◆ **SUPPLIED TEXT**:
-- begin --
# The Spring 2015 Gifting Library Thread



## Geoffrey (Jun 20, 2009)

*Welcome to Spring 2015 
Gifting Library*​
What if there was suddenly a pinned thread for a gifting library and what if it was here to let you find people's wishlists easier? Well, here's one and let's see how this goes. You all have done a fabulous job of keeping the December one around, so maybe concerns about it becoming an everyday thing were overblown .... So, here we are. I'm going to copy over the how to posts from the December one and then I'll start a list. After that, do as you will 

Now, I pulled over the guidelines from the first one as they seemed to work well:

*Guidelines*
1. Be sure your Wishlist is public and only contains ebooks.
2. Please don't put your own books on your list; this is the Book Corner, so self-promotion rules apply. 
3. Please keep your list to a single page.
4. You are under no obligation to put up a list or to purchase a book for anyone. You are also under no obligation to tell the recipient who sent them a new book.
5. You may certainly buy books without putting up a list or you may put up a list without buying books for others. There is no tally; this is simply about having a bit of fun.
6. Have fun; be joyful.

Once you've posted your list in this thread, I'll try to keep an up to date list of all participants in the third post on this thread, but I do live in the outside world, so PM me if I don't see your post. a little wave to catch my attention and I'll usually pretty good at fixing it right up.


----------



## Geoffrey (Jun 20, 2009)

*Creating an ebook wishlist*










It's really just a two step process to set up a wishlist that allows others to send you a book without having to ask for your amazon associated email address.
-- end --
◆ **YOUR TASKS**:
a) In the gifting library thread, rewrite the paragraph beginning "What if there was suddenly a pinned thread" in no more than three sentences, keeping its main facts.
b) List all of the numbered guidelines in the gifting library thread.
c) According to the gifting library thread, in which post will the up-to-date list of all participants be kept?

◆ **RAW RECORDS**:
-- begin --
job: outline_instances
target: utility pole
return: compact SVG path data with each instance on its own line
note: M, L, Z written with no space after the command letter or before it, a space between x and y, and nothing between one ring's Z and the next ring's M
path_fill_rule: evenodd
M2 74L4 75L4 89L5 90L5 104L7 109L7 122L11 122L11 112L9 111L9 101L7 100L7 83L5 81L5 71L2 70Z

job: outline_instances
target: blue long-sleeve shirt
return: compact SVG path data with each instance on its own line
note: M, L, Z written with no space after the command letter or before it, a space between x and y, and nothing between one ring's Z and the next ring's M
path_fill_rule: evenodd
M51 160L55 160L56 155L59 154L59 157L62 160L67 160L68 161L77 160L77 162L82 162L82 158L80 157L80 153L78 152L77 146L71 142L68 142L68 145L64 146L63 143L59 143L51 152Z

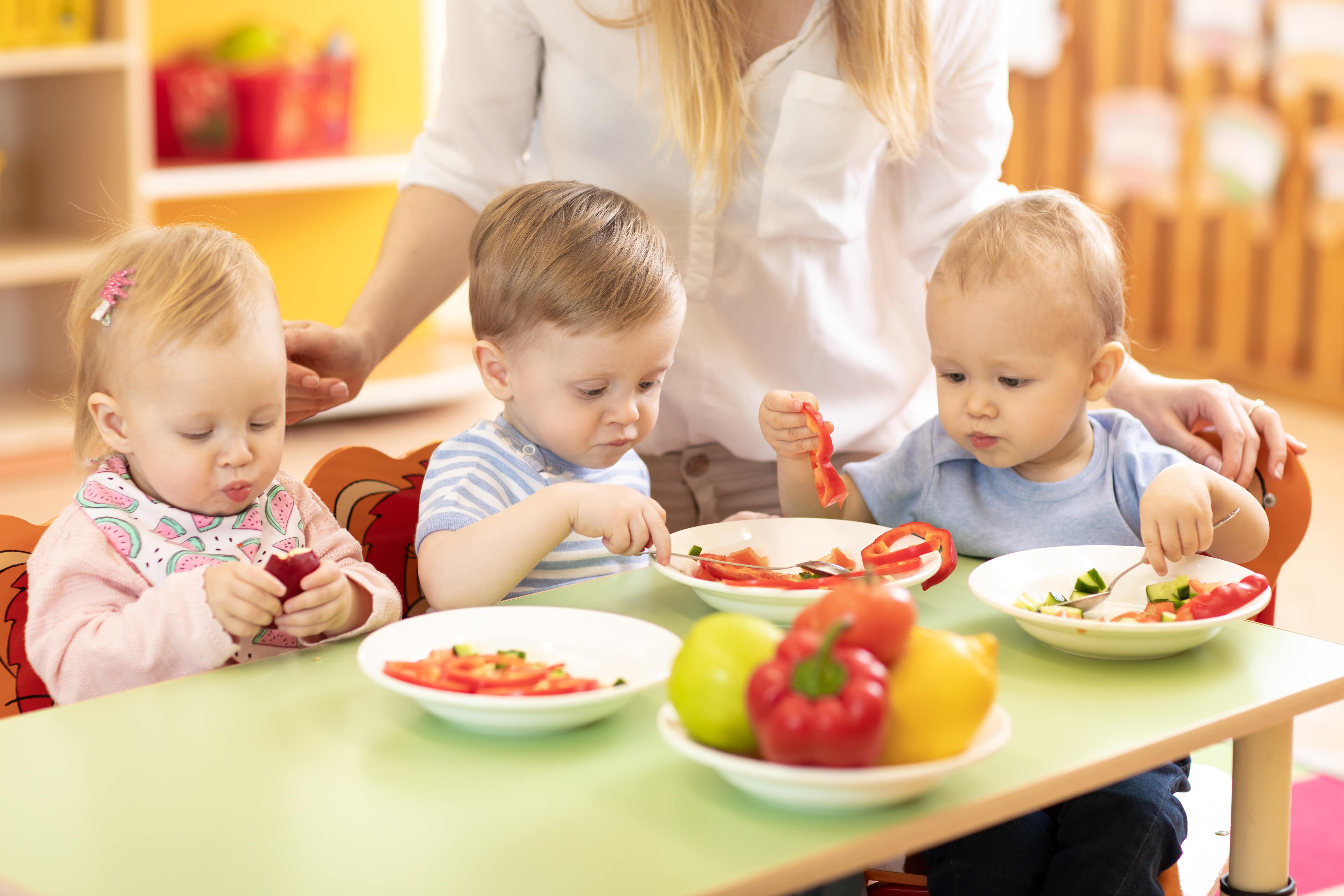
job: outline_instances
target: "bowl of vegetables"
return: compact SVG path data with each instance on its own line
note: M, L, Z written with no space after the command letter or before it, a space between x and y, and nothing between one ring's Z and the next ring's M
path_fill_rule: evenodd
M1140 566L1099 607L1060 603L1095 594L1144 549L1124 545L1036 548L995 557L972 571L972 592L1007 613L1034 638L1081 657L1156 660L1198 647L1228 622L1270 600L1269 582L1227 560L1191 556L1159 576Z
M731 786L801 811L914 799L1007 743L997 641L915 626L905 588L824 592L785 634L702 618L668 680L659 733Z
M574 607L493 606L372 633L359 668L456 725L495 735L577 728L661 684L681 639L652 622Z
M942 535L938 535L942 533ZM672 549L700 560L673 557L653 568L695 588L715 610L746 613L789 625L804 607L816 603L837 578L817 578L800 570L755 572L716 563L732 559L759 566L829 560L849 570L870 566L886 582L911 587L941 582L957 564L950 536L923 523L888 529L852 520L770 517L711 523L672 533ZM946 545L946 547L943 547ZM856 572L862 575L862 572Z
-- end --
◆ **WORKED ANSWERS**:
a) A pinned gifting library thread now exists to make people's wishlists easier to find. Because the December thread was kept going so well, the concerns about it becoming an everyday thing may have been overblown. The how-to posts from the December thread will be copied over, a list will be started, and after that participants may do as they wish.

b)
1. Make sure your wishlist is public and contains only ebooks.
2. Don't put your own books on your list, because self-promotion rules apply in the Book Corner.
3. Keep your list to a single page.
4. You are not obligated to put up a list, to buy a book for anyone, or to tell the recipient who sent a book.
5. You may buy books without putting up a list, or put up a list without buying books for others. There is no tally.
6. Have fun and be joyful.

c) The third post on the thread.